L’assist per ricominciare me l’hanno data alcune email ricevute poco tempo fa. L’ultima è di una ragazza che vive e lavora in Scozia da qualche tempo.
All’inizio tutto bene, poi ha cominciato anche lei, come è successo a me in Australia, a sentire qualcosa che non andava. Qualche scricchiolìo.
Il vento che cambia, la sensazione che qui sì, è tutto bello, ma manca qualcosa, oppure no, il posto va bene, ma sei tu, che ti ci sei catapultata dentro per mille motivi e per altri mille motivi sperasse andasse bene, che a un certo punto non ti ci ritrovi più. Questa ragazza mi chiede cosa deve fare, non ha il coraggio di parlarne con i suoi, non sa che fare e pensa di essere unica o quasi a sentirsi così. Ho provato a risponderle.
E per farlo mi sono per forza catapultata indietro negli anni, quando anch’io, in terra australiana, ho cominciato a sentirmi a disagio.
Chi rimane a casa ti appoggia, crede nella tua missione, e si aspetta qualcosa. E’ inevitabile. E tu che ti ritrovi all’estero, in quella stanza di una casa non tua, in un mondo che non riesci più a sentire tuo, ti senti crollare tutto addosso. Il lavoro che credevi stupendo comincia a perdere il suo fascino, quella società che vedevi perfetta presenta dei lati oscuri che prima non avevi notato e cominci a fare i paragoni con il tuo paese, quello che odiavi tanto, quello da cui sei scappato.
Come fare a dirlo? Con che coraggio comunicare ad amici e parenti che no, non ce la fai più, che no, non è quello il paese giusto. Che tu, che tanto criticavi il tuo paese, adesso ne senti tremendamente la mancanza.
Come si fa a comunicare una cosa del genere? Alzare il telefono o scrivere un’email con le mani che ti tremano e pensare alle parole da dire, a come dirle. Non è facile.

◆ **MATERIALE FORNITO**
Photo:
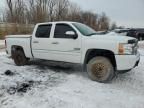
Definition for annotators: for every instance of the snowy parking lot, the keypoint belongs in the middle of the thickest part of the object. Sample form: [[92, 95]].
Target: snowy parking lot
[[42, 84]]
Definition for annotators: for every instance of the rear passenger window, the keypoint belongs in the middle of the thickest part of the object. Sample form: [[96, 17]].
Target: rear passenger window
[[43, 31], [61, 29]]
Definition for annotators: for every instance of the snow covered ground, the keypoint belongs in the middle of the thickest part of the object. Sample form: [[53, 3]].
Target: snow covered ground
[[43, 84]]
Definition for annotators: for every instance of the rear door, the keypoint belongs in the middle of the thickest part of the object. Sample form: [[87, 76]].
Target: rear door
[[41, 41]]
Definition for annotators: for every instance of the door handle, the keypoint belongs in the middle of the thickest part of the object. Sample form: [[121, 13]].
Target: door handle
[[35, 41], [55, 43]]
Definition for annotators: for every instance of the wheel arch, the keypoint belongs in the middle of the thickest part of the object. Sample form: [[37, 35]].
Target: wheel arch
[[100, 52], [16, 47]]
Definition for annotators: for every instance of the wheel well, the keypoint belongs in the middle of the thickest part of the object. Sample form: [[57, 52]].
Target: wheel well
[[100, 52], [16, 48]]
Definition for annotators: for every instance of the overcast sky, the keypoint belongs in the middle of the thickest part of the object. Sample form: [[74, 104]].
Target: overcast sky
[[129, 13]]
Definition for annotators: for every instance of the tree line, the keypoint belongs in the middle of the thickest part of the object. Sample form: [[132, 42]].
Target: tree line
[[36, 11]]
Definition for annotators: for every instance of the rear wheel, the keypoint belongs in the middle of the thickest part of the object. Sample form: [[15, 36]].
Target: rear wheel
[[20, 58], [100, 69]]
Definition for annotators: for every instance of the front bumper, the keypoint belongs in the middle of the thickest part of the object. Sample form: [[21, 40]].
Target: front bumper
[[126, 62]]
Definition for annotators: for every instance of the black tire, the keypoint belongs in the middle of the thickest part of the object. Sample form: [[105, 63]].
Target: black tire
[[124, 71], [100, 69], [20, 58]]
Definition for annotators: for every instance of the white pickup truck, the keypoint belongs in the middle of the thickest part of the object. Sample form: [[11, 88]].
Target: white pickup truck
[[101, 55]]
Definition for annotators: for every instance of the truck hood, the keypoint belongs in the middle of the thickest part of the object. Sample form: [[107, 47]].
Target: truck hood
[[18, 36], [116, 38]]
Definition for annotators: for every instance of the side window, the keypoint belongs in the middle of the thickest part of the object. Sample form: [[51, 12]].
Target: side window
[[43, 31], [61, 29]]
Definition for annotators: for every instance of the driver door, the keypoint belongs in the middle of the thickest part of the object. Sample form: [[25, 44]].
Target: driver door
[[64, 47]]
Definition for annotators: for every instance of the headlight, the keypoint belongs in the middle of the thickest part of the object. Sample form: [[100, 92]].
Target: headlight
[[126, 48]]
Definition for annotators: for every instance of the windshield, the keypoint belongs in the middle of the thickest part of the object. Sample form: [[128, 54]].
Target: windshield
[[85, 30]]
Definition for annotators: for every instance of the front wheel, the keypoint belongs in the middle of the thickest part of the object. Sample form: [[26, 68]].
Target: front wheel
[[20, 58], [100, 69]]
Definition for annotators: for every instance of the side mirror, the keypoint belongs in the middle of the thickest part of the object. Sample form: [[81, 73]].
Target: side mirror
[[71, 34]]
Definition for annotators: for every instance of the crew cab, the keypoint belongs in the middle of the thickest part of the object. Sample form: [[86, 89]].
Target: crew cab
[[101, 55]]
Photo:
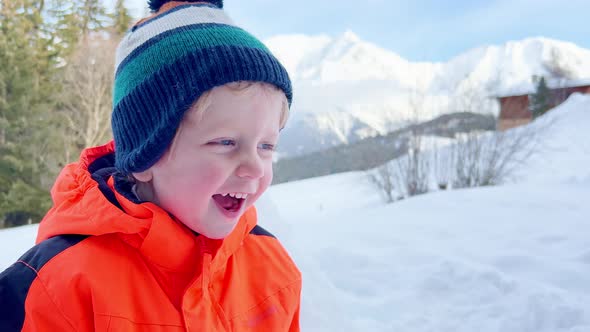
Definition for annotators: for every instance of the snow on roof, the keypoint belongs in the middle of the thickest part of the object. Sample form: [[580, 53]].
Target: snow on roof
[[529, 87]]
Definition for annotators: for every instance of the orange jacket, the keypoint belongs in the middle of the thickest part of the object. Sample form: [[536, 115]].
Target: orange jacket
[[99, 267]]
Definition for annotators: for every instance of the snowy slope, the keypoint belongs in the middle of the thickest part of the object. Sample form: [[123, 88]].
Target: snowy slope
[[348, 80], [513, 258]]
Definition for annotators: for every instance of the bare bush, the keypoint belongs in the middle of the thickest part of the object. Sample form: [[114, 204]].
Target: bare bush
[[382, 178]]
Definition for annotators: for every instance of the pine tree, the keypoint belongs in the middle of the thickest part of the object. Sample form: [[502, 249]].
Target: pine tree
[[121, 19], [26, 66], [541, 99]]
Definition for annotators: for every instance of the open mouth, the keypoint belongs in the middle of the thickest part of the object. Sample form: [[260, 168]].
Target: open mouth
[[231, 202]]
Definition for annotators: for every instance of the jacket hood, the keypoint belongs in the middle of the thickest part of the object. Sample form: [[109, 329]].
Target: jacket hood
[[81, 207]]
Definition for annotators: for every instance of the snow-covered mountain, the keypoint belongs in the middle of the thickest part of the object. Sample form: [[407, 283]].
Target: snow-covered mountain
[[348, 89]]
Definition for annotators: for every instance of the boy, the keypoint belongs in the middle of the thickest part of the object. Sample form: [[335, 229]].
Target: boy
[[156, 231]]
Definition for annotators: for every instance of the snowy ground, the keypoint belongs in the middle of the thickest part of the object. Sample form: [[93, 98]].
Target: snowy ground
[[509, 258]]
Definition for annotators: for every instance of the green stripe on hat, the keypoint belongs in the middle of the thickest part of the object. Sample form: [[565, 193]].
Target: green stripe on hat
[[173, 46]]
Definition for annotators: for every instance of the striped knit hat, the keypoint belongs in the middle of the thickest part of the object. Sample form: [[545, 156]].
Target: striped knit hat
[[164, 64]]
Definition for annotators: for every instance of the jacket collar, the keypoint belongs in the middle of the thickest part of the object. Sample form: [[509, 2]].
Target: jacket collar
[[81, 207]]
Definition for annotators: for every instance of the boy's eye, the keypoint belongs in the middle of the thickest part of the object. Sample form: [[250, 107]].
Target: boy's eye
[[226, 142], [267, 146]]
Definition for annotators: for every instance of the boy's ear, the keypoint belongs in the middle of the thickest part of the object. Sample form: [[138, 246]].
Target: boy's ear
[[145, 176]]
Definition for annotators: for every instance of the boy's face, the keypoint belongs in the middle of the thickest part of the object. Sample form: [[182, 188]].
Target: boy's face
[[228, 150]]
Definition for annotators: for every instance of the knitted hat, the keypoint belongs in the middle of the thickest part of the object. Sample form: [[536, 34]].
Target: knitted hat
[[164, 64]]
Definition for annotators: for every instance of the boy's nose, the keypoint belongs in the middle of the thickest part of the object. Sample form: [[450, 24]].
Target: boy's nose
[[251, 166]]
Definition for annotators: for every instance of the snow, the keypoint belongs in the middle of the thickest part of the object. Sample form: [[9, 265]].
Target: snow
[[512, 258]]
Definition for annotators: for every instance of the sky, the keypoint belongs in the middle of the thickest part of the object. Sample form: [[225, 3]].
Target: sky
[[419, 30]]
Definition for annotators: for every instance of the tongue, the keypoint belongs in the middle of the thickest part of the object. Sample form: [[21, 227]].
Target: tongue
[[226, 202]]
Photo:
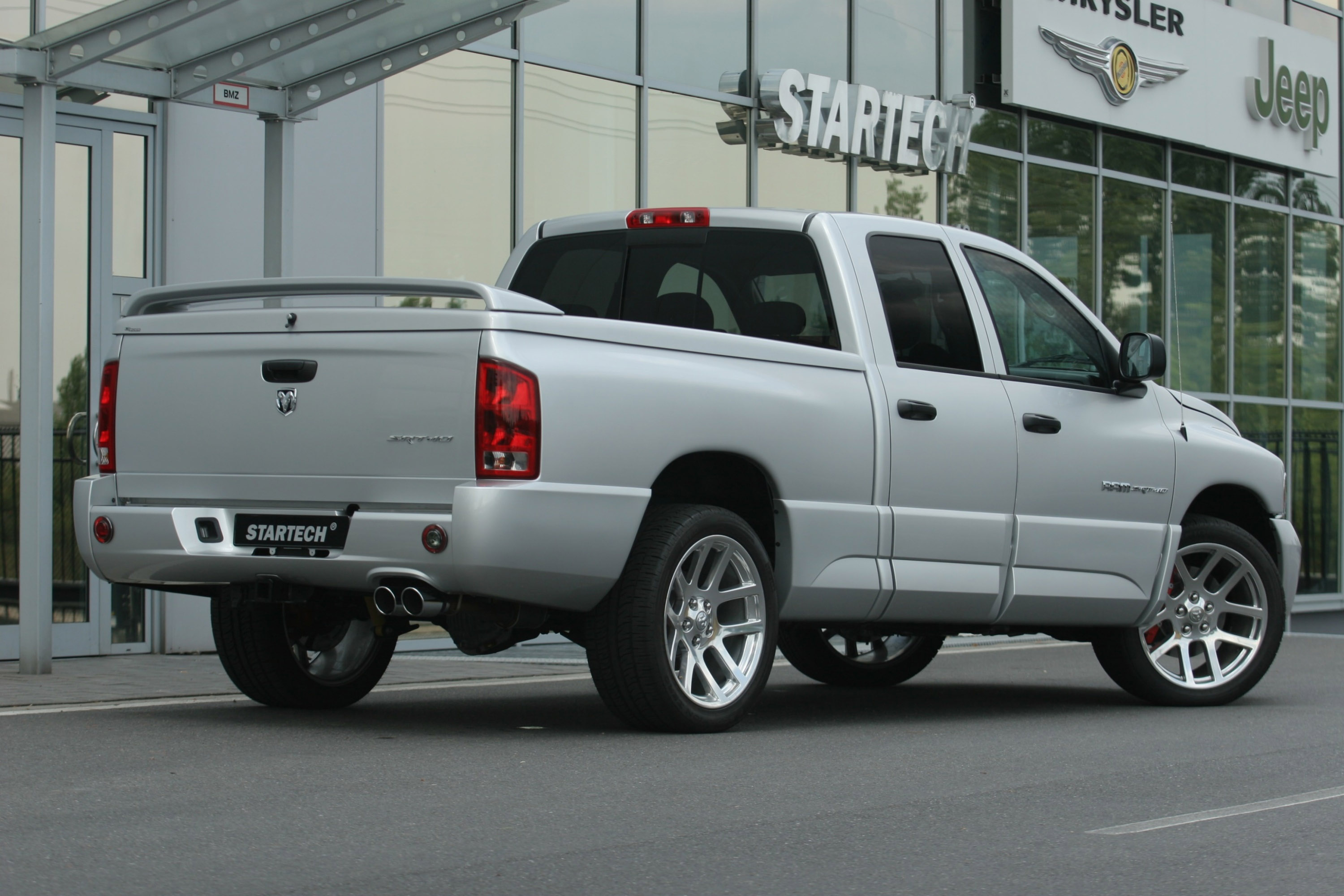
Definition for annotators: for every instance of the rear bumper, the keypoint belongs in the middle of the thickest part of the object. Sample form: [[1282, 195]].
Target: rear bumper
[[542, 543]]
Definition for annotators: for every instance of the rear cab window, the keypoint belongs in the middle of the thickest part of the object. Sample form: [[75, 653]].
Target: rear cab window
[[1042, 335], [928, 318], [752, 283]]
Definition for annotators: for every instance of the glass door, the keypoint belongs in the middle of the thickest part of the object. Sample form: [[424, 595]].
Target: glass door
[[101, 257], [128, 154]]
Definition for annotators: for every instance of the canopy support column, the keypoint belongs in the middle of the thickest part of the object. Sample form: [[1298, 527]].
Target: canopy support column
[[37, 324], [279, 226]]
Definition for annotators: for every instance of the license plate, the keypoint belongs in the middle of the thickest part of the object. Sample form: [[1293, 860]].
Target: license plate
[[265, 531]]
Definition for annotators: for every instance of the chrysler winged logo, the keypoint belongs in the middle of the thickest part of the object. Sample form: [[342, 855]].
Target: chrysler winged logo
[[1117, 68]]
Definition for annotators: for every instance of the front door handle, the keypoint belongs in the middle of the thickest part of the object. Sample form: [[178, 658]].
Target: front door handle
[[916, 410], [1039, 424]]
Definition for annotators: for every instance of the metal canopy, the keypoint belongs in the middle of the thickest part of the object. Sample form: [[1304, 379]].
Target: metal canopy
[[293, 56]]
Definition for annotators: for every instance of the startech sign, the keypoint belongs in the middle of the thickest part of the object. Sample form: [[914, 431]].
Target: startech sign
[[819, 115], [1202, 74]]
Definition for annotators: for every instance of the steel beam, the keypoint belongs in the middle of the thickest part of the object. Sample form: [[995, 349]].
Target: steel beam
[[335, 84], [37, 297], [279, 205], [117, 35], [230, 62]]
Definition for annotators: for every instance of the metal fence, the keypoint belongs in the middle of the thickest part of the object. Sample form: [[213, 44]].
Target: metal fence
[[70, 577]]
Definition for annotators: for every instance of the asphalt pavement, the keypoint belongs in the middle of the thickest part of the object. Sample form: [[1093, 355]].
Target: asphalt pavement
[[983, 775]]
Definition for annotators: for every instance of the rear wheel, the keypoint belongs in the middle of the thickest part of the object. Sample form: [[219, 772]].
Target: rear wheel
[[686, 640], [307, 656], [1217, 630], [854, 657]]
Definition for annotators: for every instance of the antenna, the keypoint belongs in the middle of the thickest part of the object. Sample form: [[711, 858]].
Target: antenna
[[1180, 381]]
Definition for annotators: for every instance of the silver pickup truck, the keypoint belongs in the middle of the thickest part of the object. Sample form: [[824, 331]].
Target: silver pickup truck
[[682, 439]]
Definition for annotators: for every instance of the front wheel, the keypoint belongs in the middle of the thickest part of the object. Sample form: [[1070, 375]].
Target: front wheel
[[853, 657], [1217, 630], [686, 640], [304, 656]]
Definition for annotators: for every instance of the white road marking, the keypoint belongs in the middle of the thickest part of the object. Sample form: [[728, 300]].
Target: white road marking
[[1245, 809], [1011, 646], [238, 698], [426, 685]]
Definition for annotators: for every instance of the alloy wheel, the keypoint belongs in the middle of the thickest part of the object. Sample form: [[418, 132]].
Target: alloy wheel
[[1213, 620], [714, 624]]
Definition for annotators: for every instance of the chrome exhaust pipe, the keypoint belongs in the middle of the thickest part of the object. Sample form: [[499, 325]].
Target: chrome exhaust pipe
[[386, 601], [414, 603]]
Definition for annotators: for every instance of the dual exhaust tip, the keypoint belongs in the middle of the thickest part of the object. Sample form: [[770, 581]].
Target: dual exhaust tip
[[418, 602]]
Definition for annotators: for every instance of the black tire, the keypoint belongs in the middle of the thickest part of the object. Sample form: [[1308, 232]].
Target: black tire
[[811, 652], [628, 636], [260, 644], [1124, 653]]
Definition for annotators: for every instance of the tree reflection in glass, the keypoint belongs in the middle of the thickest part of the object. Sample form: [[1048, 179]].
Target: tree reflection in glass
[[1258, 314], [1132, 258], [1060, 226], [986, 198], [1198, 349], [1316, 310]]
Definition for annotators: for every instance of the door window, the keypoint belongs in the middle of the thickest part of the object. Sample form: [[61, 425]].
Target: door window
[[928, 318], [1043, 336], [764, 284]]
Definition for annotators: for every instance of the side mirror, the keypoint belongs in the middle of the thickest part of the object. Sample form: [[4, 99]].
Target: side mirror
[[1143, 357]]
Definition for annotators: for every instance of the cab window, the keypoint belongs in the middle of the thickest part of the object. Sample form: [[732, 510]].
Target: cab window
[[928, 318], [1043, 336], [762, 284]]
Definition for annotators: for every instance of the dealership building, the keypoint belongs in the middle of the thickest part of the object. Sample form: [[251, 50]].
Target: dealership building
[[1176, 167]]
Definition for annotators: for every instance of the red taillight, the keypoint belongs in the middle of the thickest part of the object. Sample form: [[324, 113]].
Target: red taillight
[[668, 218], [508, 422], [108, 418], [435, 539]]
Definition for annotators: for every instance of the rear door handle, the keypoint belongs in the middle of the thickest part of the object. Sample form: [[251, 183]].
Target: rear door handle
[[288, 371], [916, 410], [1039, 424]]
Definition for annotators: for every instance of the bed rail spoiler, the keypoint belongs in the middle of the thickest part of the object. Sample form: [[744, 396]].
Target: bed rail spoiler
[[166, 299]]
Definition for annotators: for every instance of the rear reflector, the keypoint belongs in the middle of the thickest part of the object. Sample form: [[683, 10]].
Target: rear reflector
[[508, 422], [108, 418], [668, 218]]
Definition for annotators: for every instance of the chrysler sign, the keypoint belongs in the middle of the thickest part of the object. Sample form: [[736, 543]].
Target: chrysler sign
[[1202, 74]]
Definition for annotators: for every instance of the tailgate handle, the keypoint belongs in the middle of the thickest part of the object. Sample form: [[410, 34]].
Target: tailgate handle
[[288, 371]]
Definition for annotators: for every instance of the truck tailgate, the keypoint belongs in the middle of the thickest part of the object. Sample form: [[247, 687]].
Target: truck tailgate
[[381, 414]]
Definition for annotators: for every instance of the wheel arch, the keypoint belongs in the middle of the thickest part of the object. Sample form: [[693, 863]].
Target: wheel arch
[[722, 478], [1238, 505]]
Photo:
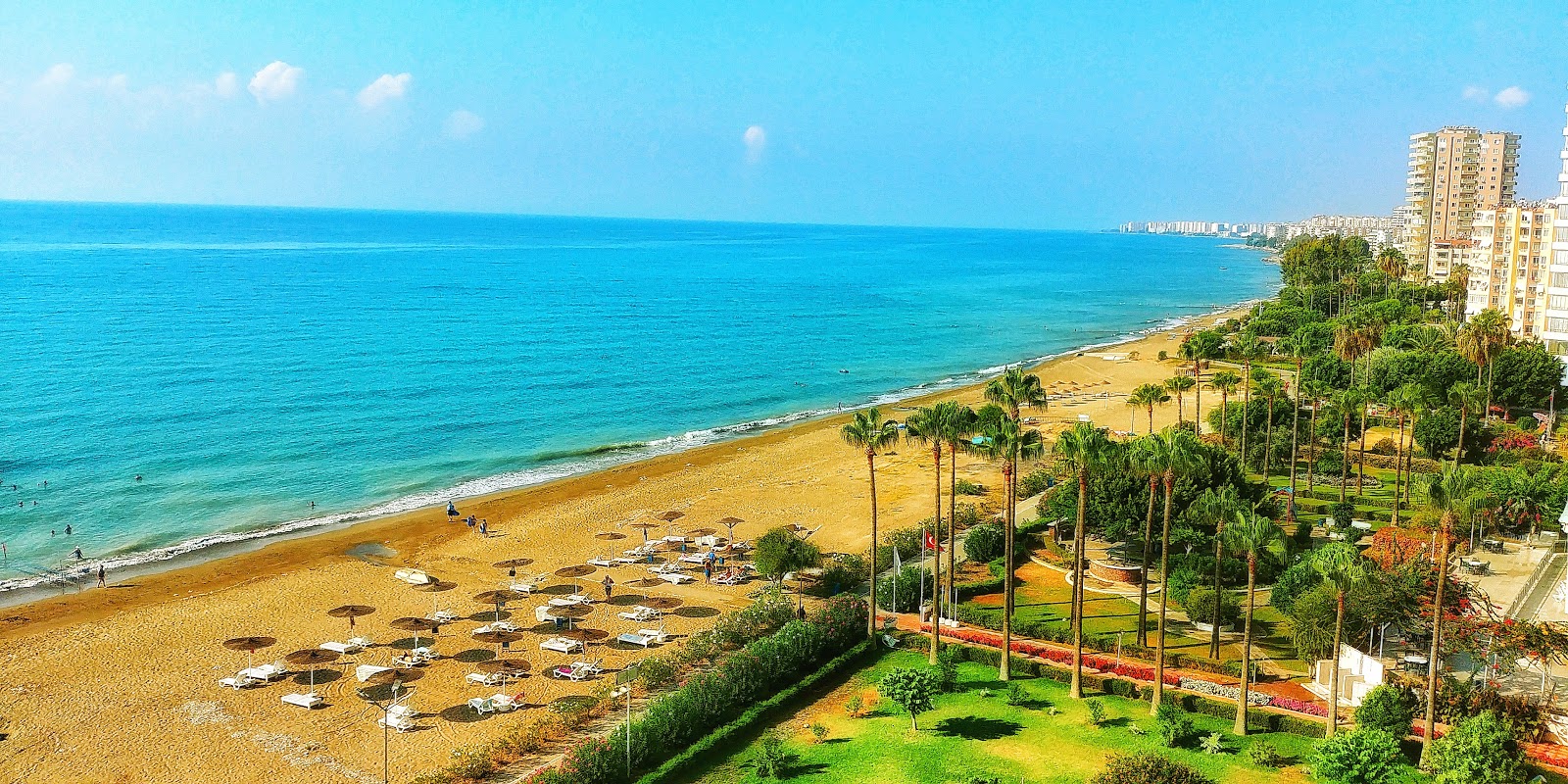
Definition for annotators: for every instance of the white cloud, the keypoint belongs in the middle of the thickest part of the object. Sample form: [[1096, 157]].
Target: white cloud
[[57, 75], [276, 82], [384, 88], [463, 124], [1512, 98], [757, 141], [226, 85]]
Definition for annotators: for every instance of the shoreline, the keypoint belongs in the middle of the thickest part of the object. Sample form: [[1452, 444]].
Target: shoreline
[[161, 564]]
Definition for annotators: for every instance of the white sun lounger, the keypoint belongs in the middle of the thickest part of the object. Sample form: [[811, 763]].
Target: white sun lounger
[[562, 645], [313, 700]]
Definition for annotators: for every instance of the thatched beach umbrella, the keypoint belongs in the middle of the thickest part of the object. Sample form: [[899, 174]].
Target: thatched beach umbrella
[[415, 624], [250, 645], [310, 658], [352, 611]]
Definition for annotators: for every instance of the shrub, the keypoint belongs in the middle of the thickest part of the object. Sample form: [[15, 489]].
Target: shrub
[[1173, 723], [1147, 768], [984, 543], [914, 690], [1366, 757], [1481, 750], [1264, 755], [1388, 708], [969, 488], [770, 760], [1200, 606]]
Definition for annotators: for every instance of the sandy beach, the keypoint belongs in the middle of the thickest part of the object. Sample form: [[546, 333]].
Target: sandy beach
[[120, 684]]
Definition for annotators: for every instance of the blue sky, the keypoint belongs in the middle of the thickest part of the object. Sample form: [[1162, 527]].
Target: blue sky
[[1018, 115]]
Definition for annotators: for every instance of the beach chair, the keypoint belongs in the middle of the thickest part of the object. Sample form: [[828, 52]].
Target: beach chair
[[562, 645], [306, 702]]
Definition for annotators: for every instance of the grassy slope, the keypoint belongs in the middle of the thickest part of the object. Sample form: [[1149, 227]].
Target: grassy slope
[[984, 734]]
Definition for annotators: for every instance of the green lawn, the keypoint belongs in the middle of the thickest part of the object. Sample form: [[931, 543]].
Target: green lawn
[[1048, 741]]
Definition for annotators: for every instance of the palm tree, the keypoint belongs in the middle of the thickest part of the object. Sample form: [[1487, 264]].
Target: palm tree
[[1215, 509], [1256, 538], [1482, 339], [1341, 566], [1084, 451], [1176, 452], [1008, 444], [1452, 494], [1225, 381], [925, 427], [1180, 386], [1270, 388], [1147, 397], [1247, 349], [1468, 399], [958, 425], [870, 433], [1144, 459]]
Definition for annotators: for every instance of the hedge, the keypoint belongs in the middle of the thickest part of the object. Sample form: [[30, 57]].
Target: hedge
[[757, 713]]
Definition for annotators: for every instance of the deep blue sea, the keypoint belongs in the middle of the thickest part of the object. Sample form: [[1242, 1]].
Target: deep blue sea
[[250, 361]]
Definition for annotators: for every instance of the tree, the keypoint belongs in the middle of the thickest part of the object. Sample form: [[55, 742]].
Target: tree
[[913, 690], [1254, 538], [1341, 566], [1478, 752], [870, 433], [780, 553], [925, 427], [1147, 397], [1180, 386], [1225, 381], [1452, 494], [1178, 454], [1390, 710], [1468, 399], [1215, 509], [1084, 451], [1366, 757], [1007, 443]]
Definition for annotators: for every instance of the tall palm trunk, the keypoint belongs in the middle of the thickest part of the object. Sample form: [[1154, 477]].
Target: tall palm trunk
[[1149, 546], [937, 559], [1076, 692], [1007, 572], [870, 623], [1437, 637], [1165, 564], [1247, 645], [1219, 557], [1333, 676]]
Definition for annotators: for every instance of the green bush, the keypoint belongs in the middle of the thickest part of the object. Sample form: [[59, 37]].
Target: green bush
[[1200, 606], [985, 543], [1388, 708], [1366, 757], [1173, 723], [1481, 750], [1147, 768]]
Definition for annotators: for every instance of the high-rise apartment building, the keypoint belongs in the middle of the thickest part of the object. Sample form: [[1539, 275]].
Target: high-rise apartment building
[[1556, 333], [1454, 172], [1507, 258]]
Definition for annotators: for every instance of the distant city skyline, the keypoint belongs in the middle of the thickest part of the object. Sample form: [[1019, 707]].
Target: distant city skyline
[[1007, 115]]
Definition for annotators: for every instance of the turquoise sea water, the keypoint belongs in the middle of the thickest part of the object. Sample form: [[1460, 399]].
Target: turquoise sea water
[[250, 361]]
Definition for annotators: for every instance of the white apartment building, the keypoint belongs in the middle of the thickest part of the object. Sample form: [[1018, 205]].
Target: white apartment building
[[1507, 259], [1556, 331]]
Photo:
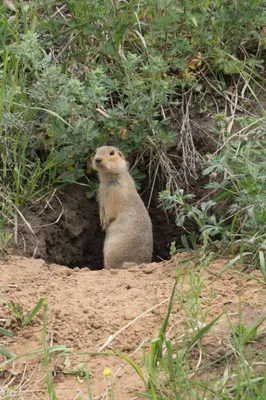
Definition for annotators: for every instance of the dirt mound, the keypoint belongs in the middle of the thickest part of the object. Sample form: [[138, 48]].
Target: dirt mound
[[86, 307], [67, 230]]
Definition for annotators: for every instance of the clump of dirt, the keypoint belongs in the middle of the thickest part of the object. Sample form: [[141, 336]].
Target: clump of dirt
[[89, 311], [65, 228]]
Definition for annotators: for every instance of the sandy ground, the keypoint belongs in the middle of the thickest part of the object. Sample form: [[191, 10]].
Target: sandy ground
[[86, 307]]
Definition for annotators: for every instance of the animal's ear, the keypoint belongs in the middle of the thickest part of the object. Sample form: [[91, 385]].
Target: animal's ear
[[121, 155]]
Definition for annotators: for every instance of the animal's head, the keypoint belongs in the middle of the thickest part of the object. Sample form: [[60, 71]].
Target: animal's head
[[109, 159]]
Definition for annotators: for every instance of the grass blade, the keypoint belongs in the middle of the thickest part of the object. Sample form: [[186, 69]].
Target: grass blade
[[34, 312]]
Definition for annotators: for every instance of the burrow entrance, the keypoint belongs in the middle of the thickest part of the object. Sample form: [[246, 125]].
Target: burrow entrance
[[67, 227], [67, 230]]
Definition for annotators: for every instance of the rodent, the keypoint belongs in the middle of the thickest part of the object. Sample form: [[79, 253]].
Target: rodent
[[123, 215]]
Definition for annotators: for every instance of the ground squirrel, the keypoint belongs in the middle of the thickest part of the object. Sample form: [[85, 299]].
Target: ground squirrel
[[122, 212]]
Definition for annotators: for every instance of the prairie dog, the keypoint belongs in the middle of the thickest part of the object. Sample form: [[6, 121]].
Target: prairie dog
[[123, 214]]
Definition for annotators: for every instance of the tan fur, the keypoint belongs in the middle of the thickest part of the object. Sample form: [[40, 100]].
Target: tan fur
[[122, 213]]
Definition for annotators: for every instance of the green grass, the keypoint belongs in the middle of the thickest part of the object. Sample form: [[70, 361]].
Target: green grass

◆ **ISTRUZIONI DA SEGUIRE**
Riporti il brano sulla vita all'estero cominciando da "All’inizio tutto bene, poi" e proseguendo fino a "provato a risponderle.", ma al posto di "Australia" metta "Nuova Zelanda".

◆ **RISPOSTA ALL'ESERCIZIO**
All’inizio tutto bene, poi ha cominciato anche lei, come è successo a me in Nuova Zelanda, a sentire qualcosa che non andava. Qualche scricchiolìo.
Il vento che cambia, la sensazione che qui sì, è tutto bello, ma manca qualcosa, oppure no, il posto va bene, ma sei tu, che ti ci sei catapultata dentro per mille motivi e per altri mille motivi sperasse andasse bene, che a un certo punto non ti ci ritrovi più. Questa ragazza mi chiede cosa deve fare, non ha il coraggio di parlarne con i suoi, non sa che fare e pensa di essere unica o quasi a sentirsi così. Ho provato a risponderle.